__OBJECTIVE__
Can you retype only the lines from the one with "Exercise. Mark the horse's ear" through the final line of the material, exactly as given?

__ENTRIES PROVIDED__

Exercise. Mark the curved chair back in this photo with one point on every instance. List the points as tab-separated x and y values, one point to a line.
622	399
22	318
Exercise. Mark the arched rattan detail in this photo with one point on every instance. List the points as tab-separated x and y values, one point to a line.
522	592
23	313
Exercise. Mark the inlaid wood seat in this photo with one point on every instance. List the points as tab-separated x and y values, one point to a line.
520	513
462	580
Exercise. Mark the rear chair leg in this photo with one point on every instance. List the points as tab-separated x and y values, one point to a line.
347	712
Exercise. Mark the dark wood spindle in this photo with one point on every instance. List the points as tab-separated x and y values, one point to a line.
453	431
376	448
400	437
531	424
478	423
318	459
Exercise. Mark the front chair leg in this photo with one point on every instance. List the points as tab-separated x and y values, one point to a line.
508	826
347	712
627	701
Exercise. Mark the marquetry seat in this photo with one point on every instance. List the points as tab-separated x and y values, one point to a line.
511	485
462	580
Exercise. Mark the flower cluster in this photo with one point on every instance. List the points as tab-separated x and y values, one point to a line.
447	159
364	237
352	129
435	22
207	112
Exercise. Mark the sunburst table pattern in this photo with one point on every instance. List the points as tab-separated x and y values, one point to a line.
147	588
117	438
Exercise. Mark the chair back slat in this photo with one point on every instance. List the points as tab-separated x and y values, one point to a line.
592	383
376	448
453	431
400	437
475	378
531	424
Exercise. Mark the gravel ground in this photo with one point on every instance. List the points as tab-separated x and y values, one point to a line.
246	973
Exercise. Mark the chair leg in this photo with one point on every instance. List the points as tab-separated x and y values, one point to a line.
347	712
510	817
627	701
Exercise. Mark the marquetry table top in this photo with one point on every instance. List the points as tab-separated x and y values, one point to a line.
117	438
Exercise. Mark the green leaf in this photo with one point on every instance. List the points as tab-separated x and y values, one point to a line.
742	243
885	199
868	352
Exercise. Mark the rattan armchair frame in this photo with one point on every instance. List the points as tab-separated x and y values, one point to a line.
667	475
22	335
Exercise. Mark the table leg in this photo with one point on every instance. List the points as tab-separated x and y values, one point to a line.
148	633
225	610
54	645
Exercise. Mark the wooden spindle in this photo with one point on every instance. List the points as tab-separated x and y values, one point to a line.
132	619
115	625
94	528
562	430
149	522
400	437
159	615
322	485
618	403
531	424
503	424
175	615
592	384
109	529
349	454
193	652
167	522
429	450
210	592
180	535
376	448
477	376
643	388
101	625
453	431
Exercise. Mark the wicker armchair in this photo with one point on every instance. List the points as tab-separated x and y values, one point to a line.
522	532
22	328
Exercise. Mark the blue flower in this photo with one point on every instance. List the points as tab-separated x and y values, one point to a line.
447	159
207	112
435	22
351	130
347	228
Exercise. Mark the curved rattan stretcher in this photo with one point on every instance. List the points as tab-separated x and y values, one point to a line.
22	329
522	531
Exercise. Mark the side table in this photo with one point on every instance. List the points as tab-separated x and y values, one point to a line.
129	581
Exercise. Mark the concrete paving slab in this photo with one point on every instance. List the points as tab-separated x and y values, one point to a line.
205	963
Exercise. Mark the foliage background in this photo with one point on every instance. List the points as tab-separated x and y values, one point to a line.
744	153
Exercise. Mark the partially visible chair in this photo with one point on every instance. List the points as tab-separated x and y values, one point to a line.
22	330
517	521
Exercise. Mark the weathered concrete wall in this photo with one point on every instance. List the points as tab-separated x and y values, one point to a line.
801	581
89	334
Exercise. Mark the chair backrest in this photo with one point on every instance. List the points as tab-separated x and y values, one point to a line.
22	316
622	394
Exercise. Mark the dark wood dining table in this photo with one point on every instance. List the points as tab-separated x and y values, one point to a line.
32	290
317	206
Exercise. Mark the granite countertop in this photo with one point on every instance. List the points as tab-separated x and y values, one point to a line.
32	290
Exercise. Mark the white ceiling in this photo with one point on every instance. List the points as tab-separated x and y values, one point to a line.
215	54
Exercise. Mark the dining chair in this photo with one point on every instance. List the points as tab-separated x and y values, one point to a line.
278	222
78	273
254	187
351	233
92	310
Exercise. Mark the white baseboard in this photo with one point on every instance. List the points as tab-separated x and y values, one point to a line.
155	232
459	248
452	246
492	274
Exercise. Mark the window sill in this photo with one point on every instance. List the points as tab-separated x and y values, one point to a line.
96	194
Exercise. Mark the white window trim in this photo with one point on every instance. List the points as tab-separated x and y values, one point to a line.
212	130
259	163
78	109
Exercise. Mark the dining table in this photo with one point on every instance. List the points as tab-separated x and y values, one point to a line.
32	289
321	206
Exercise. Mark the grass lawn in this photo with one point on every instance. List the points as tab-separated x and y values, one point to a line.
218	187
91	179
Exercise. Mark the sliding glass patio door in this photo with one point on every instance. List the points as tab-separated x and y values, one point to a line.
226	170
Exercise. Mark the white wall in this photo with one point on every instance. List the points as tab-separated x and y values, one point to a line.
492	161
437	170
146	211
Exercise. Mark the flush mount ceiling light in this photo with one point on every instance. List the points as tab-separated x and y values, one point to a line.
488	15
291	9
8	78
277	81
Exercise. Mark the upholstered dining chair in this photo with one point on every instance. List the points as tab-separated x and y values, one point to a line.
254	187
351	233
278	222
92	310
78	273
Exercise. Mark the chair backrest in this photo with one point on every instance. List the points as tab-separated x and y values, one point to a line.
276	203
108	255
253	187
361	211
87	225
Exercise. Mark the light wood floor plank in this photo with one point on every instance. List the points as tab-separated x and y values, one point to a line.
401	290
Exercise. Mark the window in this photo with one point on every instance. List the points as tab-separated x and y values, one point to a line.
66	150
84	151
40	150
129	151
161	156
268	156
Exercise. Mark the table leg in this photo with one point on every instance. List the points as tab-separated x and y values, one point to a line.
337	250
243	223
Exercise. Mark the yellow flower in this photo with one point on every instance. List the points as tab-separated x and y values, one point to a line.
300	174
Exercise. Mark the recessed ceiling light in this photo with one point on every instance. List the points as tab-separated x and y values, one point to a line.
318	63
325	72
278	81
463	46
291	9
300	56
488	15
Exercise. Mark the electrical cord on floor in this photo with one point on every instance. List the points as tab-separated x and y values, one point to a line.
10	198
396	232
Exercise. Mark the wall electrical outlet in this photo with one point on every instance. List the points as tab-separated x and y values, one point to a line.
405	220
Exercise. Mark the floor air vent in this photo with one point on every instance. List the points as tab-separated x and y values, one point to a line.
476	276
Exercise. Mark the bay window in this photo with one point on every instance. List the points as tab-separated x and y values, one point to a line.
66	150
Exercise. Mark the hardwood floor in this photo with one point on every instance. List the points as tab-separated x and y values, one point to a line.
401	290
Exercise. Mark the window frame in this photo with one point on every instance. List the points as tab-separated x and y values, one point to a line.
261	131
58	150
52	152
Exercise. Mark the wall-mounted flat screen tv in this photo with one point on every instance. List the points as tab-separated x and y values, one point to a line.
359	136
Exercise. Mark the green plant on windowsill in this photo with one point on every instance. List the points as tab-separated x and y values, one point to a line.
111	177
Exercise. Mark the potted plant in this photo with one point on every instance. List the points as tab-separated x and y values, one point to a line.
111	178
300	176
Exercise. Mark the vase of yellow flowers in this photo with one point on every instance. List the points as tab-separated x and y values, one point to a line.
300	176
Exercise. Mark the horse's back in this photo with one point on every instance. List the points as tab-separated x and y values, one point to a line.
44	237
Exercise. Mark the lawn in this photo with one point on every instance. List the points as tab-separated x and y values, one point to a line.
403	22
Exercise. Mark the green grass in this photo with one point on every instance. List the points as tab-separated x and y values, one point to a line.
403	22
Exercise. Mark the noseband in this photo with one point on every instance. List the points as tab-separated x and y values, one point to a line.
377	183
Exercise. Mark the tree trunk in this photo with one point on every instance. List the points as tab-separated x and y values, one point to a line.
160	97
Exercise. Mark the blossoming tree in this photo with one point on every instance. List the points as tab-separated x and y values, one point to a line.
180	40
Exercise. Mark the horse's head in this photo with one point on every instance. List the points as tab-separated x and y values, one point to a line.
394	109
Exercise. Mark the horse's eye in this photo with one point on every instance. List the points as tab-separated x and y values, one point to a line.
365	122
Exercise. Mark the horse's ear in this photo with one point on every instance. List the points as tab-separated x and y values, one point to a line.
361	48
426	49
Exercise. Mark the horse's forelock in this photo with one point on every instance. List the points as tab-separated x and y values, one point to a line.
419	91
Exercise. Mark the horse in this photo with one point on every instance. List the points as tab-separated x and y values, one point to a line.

__CORRECT RESPONSE__
Exercise. Mark the horse's ear in this photo with one point on every instance. List the points as tab-separated x and y values, one point to a line.
361	48
426	49
Exercise. Mark the horse's forelock in this photo with one point on every instance. List the points as tab-separated x and y values, one point to a line.
419	91
Exercise. Mark the horse in this photo with one point on every instance. List the points as tab-separated x and y values, one point to a line.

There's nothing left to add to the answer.